▸ GIVEN PROBLEM:
Reproduce, word for word, every line starting at the line that contains "Could you please segment every instance of the wet" and ending with the final line of the entries.

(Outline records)
-- BEGIN --
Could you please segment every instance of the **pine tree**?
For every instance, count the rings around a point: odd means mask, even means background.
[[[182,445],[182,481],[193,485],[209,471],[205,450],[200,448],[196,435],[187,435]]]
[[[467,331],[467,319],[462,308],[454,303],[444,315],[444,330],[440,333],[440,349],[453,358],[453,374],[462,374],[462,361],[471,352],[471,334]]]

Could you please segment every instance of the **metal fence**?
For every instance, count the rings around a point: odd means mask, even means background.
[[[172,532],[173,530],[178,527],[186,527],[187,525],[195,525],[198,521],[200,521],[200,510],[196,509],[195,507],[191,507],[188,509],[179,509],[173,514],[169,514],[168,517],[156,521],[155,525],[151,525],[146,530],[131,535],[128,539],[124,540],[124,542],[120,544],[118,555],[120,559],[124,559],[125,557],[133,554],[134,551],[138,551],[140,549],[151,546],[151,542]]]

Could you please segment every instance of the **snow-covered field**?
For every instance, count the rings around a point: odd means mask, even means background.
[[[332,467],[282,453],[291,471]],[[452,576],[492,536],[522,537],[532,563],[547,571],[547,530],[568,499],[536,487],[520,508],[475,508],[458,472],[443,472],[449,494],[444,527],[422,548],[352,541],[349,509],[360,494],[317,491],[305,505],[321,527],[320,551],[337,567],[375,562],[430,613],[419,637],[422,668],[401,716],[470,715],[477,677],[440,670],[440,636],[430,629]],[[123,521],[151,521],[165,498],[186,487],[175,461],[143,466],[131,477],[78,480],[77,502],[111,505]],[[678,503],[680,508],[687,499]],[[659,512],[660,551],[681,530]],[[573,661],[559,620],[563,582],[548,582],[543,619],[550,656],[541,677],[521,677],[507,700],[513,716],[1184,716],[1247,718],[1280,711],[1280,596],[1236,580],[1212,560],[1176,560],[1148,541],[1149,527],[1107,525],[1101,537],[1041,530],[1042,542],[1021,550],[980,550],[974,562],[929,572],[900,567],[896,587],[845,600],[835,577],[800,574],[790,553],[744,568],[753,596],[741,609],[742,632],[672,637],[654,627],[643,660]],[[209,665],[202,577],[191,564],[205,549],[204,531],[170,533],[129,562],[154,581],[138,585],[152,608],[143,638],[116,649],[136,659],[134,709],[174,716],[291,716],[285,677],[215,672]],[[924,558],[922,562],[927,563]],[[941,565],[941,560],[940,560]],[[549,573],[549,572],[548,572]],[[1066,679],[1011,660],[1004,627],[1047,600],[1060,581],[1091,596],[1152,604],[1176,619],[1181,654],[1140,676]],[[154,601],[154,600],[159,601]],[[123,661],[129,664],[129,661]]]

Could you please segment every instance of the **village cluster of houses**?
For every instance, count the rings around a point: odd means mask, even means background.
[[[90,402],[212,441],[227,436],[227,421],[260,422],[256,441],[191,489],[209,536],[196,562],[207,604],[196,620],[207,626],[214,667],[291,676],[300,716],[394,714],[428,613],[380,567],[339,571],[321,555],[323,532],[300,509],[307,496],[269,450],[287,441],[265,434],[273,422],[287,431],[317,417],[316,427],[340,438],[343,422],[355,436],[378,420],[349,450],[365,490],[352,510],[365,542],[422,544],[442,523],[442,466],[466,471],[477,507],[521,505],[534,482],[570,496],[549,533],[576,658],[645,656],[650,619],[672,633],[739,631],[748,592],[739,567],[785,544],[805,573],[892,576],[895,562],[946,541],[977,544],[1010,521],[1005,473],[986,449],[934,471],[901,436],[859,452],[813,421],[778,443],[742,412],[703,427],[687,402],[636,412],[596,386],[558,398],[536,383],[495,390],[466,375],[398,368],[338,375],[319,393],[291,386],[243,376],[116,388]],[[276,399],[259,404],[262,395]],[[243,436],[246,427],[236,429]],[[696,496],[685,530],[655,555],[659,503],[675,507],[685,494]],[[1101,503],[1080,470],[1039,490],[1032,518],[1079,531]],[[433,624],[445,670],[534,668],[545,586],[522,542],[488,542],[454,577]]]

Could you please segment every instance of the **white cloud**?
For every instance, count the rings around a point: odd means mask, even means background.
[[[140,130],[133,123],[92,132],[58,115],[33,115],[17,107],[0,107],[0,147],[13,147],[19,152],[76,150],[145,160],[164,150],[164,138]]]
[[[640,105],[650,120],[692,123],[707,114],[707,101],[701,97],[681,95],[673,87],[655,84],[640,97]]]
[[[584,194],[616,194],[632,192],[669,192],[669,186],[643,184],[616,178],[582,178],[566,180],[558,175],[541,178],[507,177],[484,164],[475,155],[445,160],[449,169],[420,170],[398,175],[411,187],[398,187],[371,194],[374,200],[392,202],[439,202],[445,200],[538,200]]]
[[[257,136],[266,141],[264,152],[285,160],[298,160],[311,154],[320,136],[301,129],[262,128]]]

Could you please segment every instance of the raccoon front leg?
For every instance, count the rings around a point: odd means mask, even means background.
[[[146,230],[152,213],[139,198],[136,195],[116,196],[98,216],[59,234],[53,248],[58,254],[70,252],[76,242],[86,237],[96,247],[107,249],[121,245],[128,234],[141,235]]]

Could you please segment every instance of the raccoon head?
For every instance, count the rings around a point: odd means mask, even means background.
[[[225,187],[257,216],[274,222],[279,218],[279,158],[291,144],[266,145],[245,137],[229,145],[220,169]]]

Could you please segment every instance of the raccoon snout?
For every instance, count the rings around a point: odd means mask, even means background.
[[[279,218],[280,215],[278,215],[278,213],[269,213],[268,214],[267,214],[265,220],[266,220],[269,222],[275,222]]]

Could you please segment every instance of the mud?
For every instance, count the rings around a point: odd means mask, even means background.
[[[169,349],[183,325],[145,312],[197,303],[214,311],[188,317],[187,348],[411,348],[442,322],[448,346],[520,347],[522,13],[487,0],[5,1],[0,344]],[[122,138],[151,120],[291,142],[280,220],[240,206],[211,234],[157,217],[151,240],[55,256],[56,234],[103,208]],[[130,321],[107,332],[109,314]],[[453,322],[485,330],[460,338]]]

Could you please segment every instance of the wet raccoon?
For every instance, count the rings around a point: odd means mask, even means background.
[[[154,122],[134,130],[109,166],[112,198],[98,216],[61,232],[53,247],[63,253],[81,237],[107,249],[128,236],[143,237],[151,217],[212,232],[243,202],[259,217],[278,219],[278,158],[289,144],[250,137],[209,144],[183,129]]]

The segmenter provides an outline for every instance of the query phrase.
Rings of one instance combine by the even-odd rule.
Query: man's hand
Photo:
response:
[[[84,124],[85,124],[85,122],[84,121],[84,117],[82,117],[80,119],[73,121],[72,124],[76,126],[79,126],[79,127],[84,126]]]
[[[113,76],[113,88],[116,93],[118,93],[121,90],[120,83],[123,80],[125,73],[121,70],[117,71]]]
-- END --
▸ CORRECT RESULT:
Could you please segment every instance of the wet raccoon?
For every instance, count the rings around a point: odd means mask, even means background.
[[[154,122],[134,130],[109,166],[112,198],[98,216],[61,232],[53,247],[63,253],[81,237],[107,249],[128,236],[143,237],[151,217],[212,232],[243,202],[259,217],[278,219],[278,158],[289,144],[250,137],[209,144],[183,129]]]

The segmenter provides an outline for every instance of the query phrase.
Rings of one instance combine by the even-odd rule.
Query: man's hand
Photo:
response:
[[[84,124],[85,124],[85,122],[84,121],[84,117],[82,117],[80,119],[73,121],[72,124],[76,126],[79,126],[79,127],[84,126]]]
[[[113,76],[113,88],[116,93],[118,93],[121,90],[120,83],[123,80],[125,73],[121,70],[117,71]]]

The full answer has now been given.